Happy Valentines Day

Well once again February 14th rolls around and I find myself celebrating it with a coffee in my hand and a cat on my lap while I sit in front of the telly watching soppy movies about true love. Blah,…  humbug,…

Being alone does make me sad. I would like to have a special someone but, come on,…. what can I offer a man? My dating profile would be interesting to say the least. “certifiably mad woman with numerous mental health issues,… social phobic won’t leave her apartment or talk with strangers,… fears germs to a fault,…. depression ruins her life and OCD controls it,… doesn’t function well due to large doses of medication” If interested please reply,…

Yup, this is one aspect of mental illness that most people don’t think about. It’s not only a difficult illness to live with,… it’s also a lonely one. Lots of people want to help and support me which is awesome (my family has been my lifeline) but no one wants to actually get involved with someone like me. I think they are scared. People with mental illness are sometimes unpredictable,.. which can lead to others being apprehensive about our behavior. We don’t “fit” into the “normal” mold of everyone else and that leads to fear.

→ **Data records**:
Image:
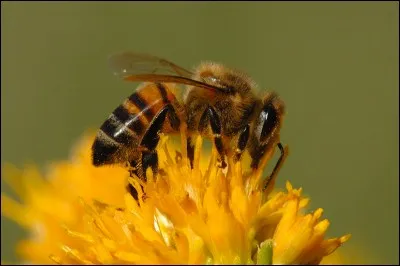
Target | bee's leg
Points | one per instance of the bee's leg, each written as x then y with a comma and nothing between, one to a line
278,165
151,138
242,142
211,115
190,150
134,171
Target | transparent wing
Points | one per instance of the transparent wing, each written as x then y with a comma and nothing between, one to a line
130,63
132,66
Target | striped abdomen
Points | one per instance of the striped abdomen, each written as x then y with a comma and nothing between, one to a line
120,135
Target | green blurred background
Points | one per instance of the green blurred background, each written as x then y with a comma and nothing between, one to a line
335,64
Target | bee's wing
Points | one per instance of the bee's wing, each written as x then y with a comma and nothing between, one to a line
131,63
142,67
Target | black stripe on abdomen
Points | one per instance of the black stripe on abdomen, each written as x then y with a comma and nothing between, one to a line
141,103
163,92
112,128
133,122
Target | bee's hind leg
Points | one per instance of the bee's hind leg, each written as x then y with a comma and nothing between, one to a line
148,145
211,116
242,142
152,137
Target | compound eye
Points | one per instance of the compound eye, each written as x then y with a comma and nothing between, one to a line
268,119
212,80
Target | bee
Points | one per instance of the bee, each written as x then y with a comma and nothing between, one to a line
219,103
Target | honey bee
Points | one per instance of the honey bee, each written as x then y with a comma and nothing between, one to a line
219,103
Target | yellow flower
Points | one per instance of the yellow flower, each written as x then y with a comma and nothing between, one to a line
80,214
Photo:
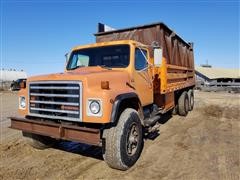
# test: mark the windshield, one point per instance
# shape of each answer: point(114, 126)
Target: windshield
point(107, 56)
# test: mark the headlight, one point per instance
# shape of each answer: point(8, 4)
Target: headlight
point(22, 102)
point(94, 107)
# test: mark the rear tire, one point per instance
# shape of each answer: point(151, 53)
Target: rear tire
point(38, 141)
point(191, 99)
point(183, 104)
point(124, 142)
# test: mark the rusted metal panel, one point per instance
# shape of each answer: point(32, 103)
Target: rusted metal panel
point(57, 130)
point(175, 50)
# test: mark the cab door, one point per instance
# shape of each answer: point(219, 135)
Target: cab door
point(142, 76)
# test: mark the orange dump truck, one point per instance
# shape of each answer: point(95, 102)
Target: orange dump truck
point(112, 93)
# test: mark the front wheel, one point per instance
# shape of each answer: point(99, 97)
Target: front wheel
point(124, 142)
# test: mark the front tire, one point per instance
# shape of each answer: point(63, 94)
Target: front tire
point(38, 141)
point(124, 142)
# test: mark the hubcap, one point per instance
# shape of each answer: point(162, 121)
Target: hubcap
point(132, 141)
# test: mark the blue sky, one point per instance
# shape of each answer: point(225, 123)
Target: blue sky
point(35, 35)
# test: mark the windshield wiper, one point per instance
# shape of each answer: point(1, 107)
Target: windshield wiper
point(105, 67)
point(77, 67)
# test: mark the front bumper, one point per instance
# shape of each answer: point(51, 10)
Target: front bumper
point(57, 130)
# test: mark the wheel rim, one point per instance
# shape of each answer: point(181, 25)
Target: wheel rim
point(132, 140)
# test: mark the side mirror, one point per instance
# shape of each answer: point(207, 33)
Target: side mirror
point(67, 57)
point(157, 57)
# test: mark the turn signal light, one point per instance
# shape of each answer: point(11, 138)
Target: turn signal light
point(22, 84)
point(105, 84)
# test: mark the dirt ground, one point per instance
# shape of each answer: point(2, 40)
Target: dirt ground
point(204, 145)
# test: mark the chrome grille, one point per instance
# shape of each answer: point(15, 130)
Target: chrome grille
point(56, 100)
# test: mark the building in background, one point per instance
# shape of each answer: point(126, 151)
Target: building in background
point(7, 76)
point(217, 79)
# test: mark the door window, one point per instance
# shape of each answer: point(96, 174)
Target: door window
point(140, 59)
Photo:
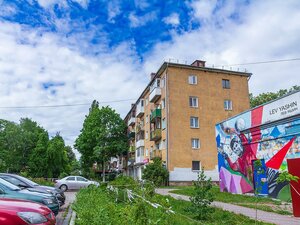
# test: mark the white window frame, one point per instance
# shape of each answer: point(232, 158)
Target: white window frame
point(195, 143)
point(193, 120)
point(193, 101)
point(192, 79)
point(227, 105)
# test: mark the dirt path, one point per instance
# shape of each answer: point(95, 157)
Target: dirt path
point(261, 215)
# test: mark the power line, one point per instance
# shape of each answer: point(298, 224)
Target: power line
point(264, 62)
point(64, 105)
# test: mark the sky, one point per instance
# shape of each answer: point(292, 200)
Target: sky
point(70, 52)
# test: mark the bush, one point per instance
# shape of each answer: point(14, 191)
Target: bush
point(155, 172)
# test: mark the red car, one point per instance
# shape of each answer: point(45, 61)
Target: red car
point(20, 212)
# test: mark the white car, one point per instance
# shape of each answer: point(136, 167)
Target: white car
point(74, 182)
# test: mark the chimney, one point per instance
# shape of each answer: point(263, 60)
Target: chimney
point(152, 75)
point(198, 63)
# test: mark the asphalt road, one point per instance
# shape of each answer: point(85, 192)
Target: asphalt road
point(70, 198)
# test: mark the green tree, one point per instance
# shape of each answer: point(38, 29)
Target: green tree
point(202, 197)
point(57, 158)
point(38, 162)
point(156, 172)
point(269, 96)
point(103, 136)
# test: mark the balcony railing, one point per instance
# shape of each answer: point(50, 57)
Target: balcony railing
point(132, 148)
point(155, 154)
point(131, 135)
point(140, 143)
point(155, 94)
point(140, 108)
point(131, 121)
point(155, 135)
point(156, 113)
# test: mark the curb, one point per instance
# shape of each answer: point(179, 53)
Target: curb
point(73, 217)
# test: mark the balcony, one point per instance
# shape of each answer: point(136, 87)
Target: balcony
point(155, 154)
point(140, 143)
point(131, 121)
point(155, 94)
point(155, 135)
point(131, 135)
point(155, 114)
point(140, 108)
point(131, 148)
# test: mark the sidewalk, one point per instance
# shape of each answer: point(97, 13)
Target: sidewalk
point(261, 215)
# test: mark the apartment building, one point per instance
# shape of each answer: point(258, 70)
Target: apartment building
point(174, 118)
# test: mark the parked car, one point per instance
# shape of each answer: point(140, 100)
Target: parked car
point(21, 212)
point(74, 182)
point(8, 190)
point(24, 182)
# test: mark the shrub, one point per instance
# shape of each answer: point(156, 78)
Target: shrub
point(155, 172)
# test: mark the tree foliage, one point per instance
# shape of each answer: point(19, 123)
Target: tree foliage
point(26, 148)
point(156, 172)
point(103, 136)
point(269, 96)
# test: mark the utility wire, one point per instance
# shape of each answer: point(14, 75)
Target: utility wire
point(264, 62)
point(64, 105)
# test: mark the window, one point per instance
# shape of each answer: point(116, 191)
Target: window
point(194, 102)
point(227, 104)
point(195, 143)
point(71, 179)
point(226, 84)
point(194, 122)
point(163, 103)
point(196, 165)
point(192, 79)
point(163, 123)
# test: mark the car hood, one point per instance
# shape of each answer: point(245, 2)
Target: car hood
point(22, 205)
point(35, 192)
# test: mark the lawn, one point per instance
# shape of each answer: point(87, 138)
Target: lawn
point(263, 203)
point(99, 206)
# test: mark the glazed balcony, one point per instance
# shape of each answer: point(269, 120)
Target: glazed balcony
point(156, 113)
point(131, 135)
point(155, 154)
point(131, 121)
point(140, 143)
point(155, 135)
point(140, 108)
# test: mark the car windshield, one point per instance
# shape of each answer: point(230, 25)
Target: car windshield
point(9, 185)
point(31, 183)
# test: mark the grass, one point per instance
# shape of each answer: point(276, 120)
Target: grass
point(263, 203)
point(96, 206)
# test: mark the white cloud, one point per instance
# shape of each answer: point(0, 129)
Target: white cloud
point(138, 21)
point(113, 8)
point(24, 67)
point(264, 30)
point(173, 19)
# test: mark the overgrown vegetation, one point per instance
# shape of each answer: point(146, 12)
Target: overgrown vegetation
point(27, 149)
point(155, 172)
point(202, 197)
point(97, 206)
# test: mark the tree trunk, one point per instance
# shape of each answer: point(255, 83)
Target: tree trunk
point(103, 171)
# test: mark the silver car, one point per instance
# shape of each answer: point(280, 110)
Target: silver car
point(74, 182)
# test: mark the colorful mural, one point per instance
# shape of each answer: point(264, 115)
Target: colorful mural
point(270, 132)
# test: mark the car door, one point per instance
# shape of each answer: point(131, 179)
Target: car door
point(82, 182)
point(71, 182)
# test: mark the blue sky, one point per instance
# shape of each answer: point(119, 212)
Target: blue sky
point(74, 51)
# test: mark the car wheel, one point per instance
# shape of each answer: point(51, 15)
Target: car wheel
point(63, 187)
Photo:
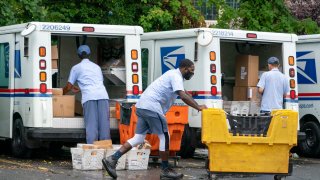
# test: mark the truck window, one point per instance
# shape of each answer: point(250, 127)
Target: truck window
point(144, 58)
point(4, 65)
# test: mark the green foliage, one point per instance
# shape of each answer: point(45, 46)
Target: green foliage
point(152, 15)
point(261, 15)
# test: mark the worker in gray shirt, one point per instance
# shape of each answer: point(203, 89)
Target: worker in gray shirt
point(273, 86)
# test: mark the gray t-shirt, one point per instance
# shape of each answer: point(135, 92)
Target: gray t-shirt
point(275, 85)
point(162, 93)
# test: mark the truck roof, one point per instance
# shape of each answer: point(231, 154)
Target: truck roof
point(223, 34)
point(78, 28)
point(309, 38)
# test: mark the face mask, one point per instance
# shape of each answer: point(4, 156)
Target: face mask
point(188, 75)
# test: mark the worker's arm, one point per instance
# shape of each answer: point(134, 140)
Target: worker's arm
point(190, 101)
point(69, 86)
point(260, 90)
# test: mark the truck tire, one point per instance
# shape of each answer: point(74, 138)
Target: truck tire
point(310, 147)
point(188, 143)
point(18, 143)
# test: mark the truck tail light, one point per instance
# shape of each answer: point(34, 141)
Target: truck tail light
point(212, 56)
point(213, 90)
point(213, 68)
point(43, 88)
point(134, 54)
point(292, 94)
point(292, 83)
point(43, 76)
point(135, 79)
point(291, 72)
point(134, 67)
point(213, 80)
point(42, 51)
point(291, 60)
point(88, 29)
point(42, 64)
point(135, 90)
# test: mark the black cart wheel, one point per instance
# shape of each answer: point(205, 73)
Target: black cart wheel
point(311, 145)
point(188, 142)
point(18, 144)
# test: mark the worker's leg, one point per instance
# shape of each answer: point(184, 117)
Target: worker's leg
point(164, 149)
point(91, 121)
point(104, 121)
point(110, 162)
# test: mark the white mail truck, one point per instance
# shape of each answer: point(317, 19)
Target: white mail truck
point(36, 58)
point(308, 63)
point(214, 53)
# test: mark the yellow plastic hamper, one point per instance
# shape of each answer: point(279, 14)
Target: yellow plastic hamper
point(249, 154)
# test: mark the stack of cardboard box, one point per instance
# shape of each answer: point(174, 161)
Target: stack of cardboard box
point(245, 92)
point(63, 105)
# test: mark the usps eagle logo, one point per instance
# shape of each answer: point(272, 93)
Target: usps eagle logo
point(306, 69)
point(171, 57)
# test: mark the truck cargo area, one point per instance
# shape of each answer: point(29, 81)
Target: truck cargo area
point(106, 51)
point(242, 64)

→ **Actions to take**:
A: In the Valentine's Day post, what does the writer say has been their lifeline?
B: List each descriptive phrase in the imagined dating profile quoted in the Valentine's Day post.
C: Write out the portion of the Valentine's Day post between "Yup, this is" and "leads to fear.", inclusive.

→ **Answers below**:
A: The writer's family.

B:
- certifiably mad woman with numerous mental health issues
- social phobic won’t leave her apartment or talk with strangers
- fears germs to a fault
- depression ruins her life and OCD controls it
- doesn’t function well due to large doses of medication

C:
Yup, this is one aspect of mental illness that most people don’t think about. It’s not only a difficult illness to live with,… it’s also a lonely one. Lots of people want to help and support me which is awesome (my family has been my lifeline) but no one wants to actually get involved with someone like me. I think they are scared. People with mental illness are sometimes unpredictable,.. which can lead to others being apprehensive about our behavior. We don’t “fit” into the “normal” mold of everyone else and that leads to fear.